YOUR TASK - Pick out every line of the items below that contains the string "mullion", with case counting.

Start EXERCISE INPUTS

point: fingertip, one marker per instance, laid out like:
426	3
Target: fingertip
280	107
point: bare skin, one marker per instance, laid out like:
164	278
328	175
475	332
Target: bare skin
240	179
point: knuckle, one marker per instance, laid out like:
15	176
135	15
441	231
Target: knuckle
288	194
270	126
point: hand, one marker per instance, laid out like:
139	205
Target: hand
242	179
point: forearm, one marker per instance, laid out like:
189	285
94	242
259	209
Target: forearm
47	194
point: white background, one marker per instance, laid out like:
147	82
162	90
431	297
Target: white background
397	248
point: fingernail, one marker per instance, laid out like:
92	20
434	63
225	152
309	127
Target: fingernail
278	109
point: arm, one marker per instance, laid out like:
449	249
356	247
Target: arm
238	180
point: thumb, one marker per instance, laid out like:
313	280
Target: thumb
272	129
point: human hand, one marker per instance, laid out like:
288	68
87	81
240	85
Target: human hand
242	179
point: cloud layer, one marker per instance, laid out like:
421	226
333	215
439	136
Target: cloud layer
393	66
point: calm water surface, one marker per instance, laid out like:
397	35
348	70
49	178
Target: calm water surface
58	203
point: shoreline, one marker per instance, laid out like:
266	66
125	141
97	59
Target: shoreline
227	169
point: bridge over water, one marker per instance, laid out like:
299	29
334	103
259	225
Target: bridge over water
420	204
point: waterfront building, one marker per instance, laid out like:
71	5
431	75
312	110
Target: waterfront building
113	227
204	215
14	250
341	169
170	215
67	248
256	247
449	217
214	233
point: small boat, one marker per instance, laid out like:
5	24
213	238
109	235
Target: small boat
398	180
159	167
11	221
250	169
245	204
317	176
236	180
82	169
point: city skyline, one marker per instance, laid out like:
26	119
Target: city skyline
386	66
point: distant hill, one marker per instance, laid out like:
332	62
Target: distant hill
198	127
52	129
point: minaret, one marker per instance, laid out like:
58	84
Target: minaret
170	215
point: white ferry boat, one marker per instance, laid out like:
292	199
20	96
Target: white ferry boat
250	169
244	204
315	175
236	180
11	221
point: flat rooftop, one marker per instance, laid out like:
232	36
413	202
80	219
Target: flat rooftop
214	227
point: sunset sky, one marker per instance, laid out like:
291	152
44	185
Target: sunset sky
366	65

End EXERCISE INPUTS
Start EXERCISE INPUTS

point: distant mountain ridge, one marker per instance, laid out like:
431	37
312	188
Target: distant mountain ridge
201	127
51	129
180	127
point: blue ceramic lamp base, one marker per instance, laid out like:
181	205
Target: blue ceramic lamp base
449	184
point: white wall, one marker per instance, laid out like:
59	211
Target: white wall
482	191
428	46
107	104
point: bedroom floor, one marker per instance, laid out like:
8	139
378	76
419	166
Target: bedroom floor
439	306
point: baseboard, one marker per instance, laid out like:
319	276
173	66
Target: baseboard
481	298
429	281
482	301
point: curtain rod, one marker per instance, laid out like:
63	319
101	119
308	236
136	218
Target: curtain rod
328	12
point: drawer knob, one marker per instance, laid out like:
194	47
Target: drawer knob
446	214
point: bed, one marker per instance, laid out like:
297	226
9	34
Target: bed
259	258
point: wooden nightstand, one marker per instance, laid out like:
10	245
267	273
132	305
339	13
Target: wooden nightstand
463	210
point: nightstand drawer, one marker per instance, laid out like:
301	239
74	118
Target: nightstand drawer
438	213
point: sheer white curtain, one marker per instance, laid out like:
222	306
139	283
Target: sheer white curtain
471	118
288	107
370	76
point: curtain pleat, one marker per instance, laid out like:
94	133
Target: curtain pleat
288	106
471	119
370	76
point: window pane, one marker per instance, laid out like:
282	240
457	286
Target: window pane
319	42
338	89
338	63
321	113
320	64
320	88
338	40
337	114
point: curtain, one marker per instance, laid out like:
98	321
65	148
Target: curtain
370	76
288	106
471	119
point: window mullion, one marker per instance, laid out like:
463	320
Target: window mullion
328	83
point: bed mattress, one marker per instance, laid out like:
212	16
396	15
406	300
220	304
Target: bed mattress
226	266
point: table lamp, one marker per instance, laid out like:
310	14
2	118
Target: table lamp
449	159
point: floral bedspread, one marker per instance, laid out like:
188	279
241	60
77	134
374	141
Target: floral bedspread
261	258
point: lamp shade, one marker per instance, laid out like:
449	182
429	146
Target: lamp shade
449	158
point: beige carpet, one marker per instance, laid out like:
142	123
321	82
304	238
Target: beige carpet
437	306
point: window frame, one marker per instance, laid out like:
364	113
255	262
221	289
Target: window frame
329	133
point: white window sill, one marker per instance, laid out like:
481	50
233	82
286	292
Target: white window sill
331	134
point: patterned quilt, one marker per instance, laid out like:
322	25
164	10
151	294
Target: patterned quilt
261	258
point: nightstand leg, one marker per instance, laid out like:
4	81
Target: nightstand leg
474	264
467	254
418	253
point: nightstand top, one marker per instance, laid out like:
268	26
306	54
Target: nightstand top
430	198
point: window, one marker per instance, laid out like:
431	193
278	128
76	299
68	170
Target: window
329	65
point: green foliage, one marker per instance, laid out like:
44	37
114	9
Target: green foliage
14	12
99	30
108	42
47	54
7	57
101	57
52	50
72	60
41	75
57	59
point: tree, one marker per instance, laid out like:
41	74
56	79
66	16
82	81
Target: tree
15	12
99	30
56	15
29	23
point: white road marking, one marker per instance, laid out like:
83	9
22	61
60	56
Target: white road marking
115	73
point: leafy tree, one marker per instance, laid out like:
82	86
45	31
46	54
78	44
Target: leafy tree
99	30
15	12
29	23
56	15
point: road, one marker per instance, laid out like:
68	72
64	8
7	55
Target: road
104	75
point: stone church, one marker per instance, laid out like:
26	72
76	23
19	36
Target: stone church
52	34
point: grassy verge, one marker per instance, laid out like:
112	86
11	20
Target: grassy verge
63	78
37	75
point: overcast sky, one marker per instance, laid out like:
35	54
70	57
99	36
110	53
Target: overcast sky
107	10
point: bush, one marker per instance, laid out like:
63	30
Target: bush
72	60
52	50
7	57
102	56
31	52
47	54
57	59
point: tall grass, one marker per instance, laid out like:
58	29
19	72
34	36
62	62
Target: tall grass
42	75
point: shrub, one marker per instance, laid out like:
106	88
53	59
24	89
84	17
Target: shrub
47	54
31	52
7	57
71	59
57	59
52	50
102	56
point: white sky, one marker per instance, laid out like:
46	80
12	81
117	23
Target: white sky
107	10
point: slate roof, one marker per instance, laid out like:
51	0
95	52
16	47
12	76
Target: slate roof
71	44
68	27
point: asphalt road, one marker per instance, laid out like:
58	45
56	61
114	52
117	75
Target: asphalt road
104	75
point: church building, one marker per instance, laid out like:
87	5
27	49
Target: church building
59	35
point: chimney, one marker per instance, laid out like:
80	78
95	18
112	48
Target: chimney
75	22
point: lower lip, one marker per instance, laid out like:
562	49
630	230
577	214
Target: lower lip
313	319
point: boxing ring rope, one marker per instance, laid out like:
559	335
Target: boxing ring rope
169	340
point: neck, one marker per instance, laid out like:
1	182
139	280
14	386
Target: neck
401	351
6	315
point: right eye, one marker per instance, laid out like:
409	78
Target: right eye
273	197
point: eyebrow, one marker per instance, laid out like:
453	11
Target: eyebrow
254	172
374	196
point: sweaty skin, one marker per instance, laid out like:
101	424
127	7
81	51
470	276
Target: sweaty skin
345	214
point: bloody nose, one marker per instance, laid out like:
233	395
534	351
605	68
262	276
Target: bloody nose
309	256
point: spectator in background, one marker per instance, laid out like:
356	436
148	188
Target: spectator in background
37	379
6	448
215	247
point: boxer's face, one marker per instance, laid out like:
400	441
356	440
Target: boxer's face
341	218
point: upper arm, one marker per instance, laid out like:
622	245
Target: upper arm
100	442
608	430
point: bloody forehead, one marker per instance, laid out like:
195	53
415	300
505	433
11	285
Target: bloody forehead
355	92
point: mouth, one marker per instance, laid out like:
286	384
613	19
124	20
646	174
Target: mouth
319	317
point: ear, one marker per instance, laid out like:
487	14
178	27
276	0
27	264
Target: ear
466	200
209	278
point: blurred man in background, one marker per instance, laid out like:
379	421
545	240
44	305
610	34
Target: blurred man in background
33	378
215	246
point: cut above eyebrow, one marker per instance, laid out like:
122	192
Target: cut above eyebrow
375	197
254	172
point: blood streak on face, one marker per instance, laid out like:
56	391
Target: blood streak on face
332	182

End EXERCISE INPUTS

TASK RESPONSE -
point: window mullion, one marker per instance, laid out like:
Target: window mullion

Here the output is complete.